Rows »
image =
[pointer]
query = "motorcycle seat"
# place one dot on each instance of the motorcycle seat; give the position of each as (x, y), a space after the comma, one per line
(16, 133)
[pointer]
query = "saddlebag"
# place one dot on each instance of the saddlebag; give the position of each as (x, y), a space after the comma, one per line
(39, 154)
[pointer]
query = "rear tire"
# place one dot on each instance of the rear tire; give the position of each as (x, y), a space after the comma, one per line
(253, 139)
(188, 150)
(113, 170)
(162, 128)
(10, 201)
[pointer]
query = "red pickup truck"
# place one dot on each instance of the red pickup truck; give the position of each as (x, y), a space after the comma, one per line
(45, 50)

Task to carry out » Copy all of the rows above word for word, with every line kept as it is.

Response to this task »
image =
[pointer]
query = "motorcycle seat"
# place one dot on each instance of the motorcycle seat; give the position of each as (x, y), a space after the comma, one per line
(16, 133)
[pointer]
query = "saddlebag"
# place one dot on each instance of the saddlebag; give the position of each as (x, y), a space after the comma, one per line
(39, 154)
[pointer]
query = "rear tire"
# place one dot on each instance of the rear tire; give the position of each as (x, y), a space after the comma, one per line
(253, 139)
(188, 150)
(113, 170)
(162, 128)
(10, 201)
[pointer]
query = "red pickup truck"
# place one dot on each instance of the red pickup truck; give the position of each as (x, y), a space after the comma, one per line
(45, 50)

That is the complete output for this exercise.